START Extracted information

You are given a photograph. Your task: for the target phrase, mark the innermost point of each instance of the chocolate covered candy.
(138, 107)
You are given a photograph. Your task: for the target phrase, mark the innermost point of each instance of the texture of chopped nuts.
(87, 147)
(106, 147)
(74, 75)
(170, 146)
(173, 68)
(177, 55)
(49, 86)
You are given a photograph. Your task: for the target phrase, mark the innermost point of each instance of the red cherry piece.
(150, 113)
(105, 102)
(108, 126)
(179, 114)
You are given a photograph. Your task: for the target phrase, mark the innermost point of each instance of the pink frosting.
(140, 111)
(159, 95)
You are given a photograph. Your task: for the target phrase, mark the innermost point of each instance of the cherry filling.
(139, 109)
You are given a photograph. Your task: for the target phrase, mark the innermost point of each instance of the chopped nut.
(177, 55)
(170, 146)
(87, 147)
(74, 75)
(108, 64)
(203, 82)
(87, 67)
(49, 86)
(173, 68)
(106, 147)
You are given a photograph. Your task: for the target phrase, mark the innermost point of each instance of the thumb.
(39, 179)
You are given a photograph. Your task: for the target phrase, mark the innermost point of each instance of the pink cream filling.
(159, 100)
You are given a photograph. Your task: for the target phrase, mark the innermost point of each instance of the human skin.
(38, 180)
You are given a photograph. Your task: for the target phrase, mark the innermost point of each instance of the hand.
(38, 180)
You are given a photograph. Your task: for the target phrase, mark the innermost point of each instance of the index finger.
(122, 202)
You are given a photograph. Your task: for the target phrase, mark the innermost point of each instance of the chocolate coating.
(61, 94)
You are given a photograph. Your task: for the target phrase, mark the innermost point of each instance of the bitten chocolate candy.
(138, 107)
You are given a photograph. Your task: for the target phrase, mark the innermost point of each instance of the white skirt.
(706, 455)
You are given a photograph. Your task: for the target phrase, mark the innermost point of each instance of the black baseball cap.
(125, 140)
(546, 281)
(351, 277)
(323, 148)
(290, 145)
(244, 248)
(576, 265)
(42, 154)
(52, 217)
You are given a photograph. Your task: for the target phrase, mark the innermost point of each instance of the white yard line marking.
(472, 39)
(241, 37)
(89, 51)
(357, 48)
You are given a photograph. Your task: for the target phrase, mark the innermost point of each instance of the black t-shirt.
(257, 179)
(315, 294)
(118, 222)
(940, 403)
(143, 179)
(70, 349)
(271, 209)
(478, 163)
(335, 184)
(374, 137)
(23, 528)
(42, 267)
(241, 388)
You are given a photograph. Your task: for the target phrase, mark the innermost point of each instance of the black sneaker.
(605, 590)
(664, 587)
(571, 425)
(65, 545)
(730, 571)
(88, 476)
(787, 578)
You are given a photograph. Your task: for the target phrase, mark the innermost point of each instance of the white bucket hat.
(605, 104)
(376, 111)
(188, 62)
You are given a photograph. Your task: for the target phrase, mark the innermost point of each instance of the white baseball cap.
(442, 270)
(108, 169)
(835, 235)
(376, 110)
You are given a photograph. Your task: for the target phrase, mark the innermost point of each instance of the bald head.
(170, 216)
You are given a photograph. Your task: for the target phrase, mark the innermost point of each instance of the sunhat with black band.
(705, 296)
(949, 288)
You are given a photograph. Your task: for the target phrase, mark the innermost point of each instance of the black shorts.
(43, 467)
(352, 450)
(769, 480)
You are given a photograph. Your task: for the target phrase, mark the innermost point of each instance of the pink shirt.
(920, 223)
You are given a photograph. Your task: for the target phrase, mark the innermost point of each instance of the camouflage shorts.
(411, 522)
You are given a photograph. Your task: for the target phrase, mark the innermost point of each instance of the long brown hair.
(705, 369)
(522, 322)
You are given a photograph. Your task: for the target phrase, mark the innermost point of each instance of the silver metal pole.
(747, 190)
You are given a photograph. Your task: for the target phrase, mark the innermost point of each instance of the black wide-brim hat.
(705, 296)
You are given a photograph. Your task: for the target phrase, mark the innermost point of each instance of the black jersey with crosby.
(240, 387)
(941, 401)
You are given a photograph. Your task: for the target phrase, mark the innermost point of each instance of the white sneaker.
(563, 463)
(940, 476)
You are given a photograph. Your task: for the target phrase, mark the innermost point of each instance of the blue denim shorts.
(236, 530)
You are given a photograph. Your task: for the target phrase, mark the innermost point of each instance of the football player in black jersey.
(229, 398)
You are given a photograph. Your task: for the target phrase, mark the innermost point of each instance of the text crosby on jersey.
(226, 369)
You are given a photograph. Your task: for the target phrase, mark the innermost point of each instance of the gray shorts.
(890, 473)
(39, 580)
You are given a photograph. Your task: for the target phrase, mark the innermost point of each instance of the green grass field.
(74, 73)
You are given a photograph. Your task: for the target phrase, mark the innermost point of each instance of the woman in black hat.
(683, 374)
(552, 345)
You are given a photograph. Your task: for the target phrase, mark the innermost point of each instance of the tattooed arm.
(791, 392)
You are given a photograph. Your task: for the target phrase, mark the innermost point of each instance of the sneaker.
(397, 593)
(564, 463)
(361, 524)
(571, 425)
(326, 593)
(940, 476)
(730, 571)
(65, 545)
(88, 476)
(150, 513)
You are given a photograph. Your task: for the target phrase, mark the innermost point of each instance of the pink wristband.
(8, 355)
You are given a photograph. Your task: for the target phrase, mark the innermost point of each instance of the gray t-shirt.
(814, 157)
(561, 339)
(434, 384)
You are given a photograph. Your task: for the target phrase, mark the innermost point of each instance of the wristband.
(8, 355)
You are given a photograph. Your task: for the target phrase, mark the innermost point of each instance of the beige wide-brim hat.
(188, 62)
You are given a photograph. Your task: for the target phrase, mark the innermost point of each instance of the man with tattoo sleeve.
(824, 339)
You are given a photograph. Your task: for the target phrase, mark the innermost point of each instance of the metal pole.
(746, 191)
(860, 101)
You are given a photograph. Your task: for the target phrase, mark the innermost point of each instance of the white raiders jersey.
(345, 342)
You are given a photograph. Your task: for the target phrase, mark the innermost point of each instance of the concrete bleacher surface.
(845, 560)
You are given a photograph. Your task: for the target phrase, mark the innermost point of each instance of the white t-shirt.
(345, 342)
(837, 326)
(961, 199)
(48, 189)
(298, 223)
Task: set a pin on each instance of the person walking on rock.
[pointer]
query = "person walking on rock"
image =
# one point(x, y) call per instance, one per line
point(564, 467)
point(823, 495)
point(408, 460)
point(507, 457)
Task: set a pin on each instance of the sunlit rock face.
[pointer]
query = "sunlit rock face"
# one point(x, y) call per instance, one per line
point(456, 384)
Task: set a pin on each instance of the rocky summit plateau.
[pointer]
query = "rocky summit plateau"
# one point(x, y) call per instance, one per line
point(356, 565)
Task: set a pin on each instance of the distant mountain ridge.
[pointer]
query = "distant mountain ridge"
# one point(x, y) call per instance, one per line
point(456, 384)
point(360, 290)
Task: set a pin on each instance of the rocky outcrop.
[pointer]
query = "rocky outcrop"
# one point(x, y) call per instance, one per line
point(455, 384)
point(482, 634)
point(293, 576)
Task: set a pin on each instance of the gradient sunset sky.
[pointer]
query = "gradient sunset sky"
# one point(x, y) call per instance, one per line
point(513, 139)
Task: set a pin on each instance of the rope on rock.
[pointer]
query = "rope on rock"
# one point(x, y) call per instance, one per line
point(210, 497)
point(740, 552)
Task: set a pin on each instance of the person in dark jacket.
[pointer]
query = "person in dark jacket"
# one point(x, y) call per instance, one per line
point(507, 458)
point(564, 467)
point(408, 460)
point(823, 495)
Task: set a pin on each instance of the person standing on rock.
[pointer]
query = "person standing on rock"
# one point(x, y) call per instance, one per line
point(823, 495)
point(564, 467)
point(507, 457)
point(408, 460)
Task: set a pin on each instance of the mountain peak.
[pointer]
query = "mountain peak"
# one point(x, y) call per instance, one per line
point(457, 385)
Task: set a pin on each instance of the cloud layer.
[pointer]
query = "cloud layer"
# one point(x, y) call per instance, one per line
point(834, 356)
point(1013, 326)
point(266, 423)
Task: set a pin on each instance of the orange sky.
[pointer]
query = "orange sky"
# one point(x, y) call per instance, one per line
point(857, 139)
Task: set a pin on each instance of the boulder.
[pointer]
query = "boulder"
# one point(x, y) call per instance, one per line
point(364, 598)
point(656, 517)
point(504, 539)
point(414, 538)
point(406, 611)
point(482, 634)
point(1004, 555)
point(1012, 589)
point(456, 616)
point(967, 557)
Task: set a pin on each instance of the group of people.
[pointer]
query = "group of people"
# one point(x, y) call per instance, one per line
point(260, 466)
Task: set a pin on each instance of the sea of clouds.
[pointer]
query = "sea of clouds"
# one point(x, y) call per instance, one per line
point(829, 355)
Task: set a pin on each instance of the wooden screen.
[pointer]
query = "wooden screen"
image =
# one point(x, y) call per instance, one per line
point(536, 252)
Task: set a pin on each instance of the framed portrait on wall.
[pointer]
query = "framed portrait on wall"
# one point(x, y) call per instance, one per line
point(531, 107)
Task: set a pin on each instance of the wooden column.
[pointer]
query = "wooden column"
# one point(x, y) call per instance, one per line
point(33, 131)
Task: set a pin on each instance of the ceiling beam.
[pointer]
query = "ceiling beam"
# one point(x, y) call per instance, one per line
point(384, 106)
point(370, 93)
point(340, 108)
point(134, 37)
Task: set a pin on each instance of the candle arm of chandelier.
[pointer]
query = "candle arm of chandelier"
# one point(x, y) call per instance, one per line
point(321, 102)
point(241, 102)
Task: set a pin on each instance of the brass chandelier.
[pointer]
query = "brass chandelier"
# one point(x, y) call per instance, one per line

END Extracted information

→ **What you need to do**: Each line of the entries holding the string "distant" should be found and copied.

→ **Output of the task**:
Task: set a pin on each instance of the distant mountain ridge.
query = "distant mountain ridge"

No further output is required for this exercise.